__Data listing__.
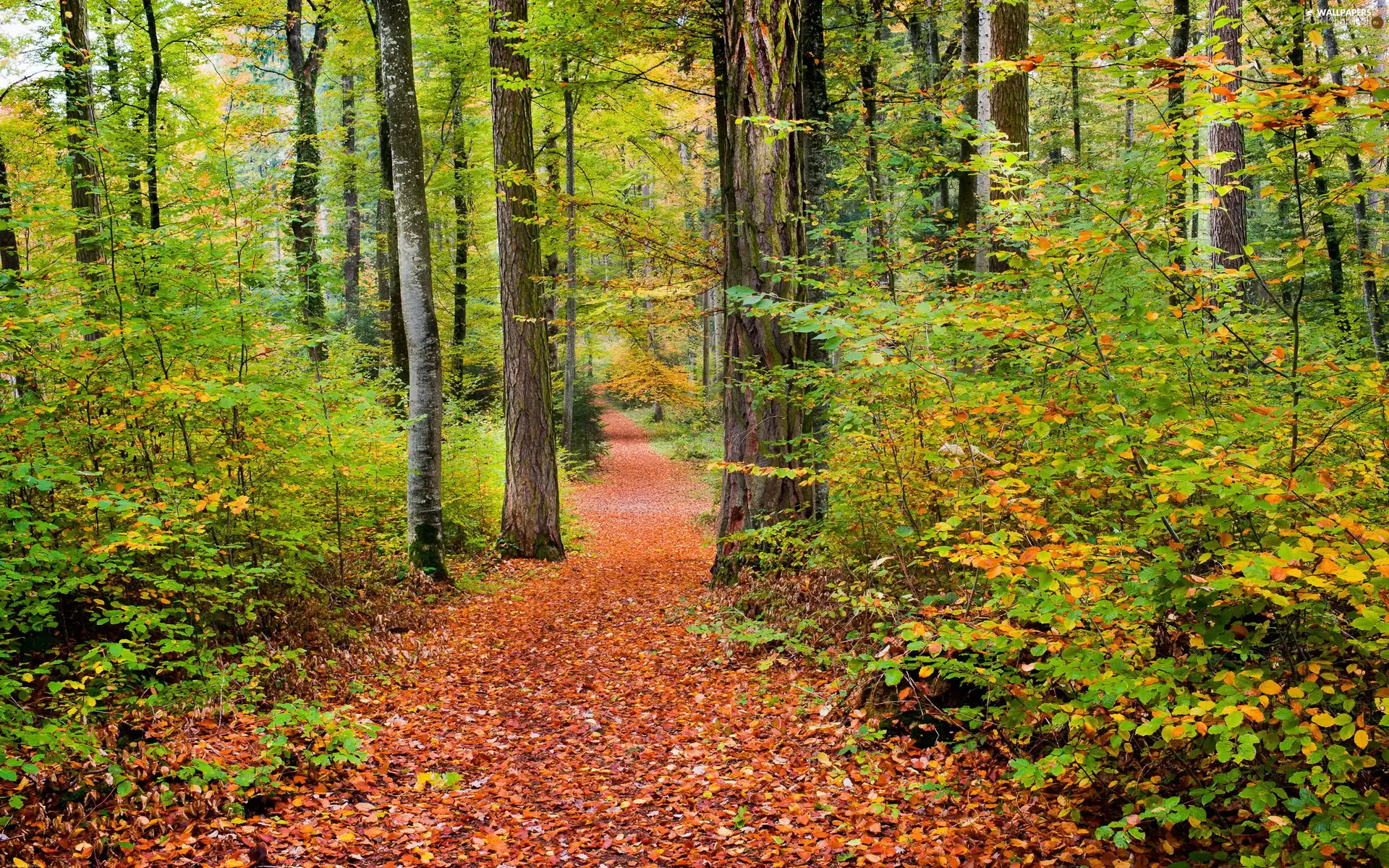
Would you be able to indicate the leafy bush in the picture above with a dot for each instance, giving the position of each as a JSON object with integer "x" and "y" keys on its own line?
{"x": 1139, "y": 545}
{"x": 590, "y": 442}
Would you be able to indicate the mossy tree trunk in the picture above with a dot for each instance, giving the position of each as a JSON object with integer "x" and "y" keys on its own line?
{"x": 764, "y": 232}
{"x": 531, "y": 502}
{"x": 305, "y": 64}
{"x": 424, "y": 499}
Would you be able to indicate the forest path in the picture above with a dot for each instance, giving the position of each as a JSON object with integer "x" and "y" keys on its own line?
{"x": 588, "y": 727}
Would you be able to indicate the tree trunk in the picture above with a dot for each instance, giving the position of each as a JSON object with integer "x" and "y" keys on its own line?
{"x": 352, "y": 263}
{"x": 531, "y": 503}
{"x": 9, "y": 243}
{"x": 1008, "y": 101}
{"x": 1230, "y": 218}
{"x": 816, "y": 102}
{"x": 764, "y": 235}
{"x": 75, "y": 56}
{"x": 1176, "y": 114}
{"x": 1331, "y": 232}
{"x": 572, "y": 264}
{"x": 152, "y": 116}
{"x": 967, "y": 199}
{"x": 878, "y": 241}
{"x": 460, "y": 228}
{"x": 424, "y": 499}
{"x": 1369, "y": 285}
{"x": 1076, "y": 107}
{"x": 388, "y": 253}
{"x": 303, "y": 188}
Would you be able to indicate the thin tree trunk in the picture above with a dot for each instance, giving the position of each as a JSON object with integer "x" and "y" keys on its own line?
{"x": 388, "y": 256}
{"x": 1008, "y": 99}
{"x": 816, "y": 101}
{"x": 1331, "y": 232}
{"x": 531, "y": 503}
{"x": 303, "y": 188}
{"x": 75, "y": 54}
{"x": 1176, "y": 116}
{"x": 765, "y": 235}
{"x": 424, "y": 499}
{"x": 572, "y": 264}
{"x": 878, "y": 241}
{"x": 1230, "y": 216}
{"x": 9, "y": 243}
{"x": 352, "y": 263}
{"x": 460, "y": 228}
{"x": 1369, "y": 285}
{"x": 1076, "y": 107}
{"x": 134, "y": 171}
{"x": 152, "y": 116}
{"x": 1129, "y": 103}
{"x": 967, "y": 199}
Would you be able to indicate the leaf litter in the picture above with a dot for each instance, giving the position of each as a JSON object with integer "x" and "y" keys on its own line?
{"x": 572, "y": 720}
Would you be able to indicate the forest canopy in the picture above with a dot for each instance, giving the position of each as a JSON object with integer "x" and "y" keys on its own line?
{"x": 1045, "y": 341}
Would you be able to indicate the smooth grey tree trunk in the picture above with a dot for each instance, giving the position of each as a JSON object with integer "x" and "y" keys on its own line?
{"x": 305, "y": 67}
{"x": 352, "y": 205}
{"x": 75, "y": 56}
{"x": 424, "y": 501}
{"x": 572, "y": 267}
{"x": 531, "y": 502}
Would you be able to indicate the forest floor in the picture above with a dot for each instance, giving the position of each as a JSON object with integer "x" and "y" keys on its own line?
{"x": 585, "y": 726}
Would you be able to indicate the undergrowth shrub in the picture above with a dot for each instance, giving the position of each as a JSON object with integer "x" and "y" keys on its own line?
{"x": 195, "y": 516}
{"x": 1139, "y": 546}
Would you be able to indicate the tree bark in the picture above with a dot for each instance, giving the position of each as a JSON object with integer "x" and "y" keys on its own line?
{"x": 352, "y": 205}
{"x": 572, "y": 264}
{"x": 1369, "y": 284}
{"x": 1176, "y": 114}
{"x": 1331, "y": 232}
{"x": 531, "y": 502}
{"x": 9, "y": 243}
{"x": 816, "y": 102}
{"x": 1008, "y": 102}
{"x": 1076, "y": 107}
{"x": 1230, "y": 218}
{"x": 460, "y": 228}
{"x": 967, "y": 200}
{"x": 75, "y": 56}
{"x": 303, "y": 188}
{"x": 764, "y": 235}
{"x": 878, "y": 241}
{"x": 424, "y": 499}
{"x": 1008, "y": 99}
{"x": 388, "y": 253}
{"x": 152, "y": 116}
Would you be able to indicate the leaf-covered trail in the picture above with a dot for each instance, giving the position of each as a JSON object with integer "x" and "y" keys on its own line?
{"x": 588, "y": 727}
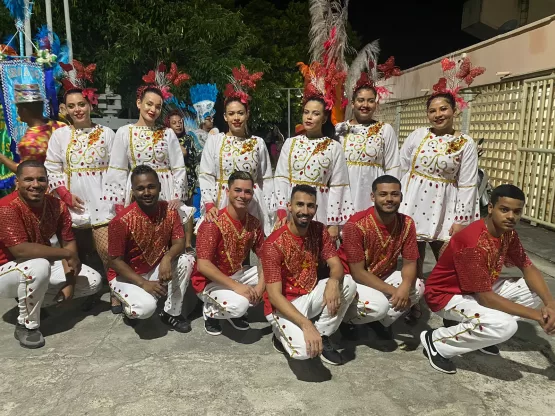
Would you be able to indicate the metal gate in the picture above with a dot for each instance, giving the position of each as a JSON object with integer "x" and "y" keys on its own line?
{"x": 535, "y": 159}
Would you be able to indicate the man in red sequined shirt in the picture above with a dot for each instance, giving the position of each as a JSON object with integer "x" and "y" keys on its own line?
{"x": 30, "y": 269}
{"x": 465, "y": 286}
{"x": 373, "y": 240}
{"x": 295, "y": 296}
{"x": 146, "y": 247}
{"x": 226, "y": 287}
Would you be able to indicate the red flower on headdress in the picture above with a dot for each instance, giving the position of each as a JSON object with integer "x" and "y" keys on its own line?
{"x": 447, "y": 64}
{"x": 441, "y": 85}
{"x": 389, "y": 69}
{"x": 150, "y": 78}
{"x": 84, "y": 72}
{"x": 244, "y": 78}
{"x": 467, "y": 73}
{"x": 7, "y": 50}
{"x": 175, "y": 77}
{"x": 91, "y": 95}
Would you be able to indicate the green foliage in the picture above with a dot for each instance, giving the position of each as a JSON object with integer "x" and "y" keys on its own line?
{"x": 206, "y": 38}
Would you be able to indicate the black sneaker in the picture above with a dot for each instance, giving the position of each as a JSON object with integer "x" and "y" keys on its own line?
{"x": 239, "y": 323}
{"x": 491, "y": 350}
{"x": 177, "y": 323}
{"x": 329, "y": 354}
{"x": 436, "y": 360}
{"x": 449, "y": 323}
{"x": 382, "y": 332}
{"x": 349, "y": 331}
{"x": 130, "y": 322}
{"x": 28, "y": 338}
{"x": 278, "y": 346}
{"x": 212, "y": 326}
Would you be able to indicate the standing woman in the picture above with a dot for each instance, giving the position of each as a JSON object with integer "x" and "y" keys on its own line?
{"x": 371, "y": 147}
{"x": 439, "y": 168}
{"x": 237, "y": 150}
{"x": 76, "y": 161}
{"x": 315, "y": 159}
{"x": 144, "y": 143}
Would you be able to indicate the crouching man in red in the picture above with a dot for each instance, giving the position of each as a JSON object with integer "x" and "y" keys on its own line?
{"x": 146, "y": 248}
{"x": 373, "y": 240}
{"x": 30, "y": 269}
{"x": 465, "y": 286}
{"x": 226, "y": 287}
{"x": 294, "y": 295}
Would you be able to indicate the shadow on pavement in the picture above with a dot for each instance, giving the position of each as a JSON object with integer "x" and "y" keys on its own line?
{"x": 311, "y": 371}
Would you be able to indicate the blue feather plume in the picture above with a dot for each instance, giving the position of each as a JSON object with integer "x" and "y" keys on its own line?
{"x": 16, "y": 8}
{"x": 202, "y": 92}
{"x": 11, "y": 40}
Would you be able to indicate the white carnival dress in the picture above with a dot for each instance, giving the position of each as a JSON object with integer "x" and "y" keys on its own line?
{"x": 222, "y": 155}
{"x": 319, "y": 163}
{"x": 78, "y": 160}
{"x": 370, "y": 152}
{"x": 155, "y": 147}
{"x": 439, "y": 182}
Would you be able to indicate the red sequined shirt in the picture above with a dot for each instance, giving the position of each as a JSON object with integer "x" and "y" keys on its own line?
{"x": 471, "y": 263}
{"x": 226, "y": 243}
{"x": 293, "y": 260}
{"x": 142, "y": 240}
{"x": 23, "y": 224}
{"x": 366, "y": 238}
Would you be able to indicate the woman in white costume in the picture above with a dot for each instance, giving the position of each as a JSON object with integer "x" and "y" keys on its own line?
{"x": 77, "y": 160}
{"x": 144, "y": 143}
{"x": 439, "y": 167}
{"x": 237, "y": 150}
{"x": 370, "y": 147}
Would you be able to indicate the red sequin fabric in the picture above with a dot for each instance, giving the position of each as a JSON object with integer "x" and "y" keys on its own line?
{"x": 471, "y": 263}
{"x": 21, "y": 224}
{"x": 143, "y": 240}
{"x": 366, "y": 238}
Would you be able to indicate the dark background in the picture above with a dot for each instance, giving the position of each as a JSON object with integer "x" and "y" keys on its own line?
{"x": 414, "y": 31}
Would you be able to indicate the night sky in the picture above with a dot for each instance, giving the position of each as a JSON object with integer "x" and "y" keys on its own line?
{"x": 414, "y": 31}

__Exercise aim__.
Reproduce exactly, with nothing added, the lines from the one that contains "Would you be able to indicate the dark" to the end of the data.

__Full response__.
Would you be able to indicate the dark background in the picture above with a dot for each instance, giving the position of each as a JSON object with integer "x" and "y" keys on its own line?
{"x": 414, "y": 31}
Would you be able to indicate the night sky in the picture above with a dot for each instance, giving the position of each as a JSON object with integer "x" and "y" keys on its own line?
{"x": 414, "y": 31}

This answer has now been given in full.